• [DATA LISTING]
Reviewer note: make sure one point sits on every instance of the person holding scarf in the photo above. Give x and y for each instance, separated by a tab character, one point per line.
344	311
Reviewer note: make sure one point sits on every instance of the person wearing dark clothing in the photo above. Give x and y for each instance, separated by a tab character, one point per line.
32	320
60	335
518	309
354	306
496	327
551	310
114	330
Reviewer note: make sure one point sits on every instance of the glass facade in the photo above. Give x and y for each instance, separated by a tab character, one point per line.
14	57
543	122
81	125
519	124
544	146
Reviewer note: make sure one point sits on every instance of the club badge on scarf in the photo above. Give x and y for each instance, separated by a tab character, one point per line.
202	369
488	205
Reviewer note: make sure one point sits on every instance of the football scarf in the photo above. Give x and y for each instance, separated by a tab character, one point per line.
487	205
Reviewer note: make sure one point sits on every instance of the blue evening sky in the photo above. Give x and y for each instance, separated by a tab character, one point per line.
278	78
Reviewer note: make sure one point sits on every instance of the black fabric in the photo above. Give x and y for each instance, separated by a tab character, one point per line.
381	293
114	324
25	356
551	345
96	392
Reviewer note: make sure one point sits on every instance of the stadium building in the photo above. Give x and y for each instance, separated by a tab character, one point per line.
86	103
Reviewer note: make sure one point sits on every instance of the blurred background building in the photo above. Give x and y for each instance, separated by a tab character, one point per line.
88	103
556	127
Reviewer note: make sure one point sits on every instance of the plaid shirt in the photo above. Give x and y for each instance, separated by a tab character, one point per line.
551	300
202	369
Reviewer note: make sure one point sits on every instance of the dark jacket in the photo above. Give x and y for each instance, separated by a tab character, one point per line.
==
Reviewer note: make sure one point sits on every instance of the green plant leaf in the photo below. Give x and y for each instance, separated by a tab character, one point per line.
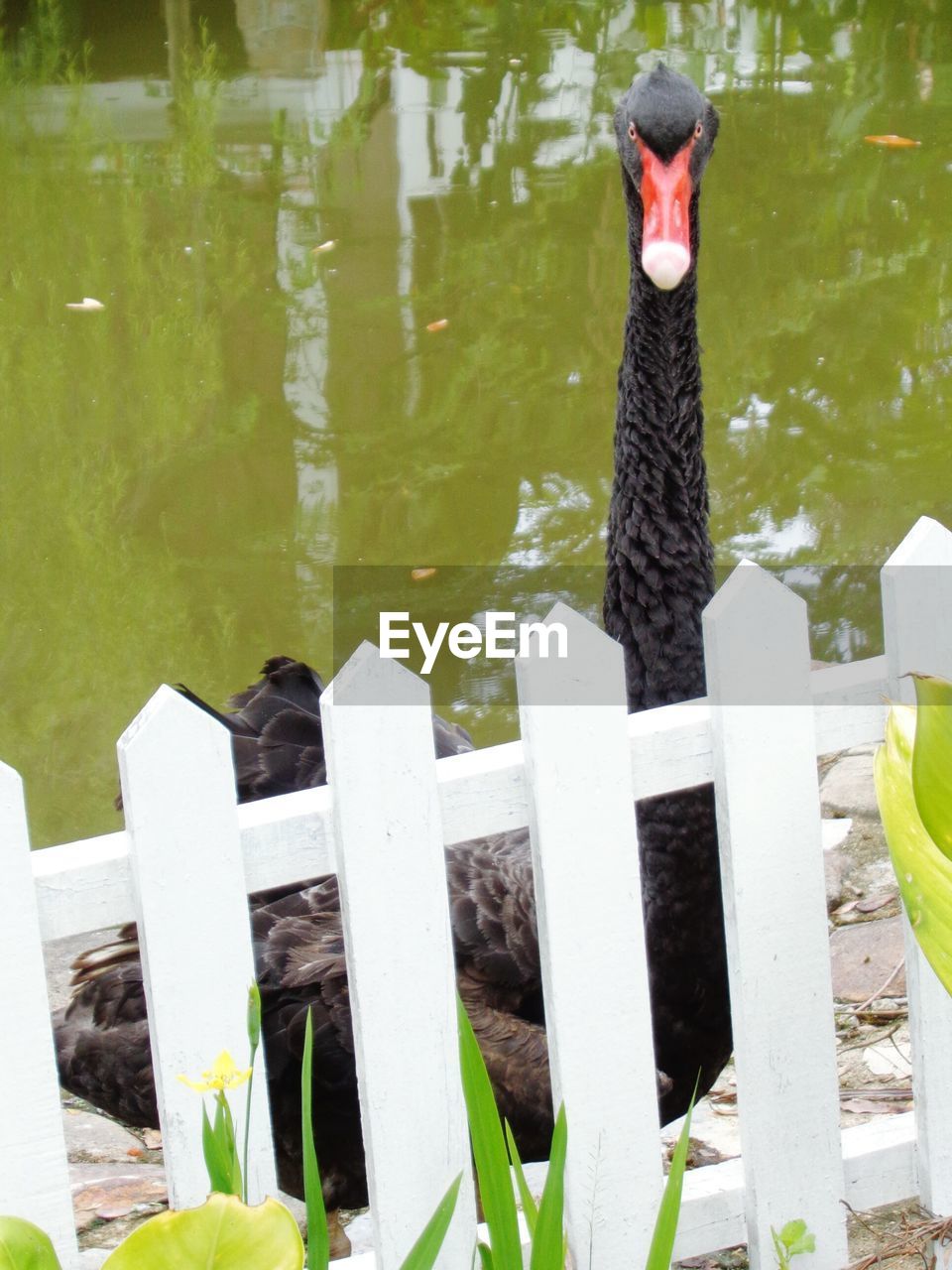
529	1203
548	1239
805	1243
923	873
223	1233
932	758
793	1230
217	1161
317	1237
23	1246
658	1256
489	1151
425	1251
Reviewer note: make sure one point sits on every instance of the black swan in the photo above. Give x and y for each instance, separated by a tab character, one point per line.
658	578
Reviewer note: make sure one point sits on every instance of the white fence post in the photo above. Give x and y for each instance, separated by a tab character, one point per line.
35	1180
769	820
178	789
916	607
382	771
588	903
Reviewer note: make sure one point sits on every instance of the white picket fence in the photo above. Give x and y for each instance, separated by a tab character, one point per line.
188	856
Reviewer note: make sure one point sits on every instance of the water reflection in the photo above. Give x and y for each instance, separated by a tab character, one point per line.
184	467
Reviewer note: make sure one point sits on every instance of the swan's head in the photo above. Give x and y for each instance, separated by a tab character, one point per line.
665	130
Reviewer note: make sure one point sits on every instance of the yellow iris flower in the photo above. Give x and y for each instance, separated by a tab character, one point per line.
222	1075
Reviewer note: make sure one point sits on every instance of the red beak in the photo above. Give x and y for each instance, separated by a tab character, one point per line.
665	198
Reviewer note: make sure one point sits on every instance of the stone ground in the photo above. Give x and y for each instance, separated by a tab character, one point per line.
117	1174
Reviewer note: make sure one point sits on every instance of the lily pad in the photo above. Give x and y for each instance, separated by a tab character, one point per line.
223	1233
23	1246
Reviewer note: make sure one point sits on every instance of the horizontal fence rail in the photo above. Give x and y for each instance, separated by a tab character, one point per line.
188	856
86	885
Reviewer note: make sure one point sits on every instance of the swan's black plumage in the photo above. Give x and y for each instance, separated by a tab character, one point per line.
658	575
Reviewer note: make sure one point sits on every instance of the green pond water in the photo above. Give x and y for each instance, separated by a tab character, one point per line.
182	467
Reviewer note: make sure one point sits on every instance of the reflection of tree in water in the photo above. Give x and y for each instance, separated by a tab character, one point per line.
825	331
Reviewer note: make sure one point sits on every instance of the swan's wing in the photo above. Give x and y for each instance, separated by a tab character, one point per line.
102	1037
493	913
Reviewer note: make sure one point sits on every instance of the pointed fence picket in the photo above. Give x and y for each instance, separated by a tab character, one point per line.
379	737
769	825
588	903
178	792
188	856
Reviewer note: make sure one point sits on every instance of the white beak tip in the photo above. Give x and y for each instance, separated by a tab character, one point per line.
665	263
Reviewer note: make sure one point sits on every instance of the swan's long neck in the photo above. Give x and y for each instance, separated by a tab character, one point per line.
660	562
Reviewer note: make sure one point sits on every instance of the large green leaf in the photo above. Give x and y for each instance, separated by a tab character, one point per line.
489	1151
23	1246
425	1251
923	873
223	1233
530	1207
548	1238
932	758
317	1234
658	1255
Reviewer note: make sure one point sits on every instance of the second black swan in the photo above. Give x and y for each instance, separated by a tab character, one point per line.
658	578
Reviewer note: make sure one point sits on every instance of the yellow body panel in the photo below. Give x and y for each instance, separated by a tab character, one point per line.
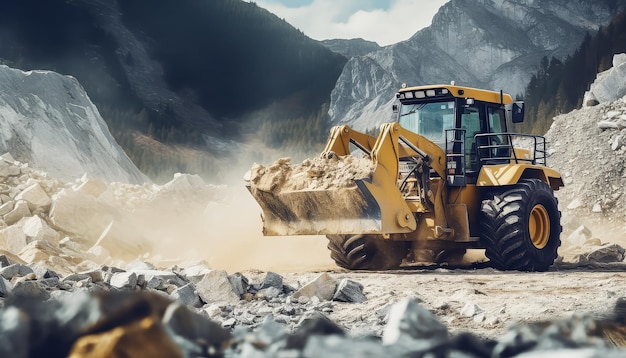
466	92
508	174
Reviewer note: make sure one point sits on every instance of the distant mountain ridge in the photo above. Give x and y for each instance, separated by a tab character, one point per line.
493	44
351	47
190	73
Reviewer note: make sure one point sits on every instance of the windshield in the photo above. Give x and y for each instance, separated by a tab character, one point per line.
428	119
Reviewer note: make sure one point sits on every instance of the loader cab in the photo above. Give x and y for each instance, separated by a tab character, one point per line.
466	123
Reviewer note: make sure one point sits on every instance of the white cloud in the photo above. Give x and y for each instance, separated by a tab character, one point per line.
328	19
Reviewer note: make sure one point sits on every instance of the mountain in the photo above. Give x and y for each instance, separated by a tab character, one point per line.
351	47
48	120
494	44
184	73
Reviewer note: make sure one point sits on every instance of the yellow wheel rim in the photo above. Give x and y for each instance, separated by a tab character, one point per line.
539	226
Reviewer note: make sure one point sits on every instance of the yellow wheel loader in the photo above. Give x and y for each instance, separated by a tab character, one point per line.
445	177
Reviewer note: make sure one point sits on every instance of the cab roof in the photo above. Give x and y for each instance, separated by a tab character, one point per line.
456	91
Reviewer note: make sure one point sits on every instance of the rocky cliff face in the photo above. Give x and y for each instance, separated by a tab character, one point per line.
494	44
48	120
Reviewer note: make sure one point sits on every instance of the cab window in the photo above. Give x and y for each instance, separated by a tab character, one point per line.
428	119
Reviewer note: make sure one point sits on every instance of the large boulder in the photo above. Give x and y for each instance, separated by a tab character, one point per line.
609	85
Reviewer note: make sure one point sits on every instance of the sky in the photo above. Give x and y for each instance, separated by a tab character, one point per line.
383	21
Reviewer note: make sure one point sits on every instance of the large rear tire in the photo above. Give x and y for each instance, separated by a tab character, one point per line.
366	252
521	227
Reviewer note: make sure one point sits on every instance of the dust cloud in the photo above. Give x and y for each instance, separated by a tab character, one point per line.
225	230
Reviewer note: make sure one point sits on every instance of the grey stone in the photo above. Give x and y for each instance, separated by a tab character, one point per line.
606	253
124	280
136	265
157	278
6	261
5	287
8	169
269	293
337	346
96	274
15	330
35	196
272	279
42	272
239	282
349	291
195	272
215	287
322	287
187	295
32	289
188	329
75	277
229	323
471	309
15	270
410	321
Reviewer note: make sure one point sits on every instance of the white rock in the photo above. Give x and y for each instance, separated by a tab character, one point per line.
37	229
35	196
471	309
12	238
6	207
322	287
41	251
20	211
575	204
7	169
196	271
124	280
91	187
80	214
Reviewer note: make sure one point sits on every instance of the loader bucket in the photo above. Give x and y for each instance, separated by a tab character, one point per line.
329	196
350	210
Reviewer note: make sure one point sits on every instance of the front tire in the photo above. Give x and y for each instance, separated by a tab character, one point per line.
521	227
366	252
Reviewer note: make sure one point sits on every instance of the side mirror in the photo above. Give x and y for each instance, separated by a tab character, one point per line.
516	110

• [WORK INSTRUCTIONS]
Pull every line from the material above that contains the word "leaf" and copy each of those lines in full.

• [COMPLETED EXERCISE]
Reviewer note: make sure one point sits on every instance of the green plant leaf in the photo below. Give x and y for each instance, separated by a tab character, one point per line.
Reviewer note: make sure one point sits on every instance of the large green leaf in the photo above. Give x and y for each instance, separated by a tab character, one point per line.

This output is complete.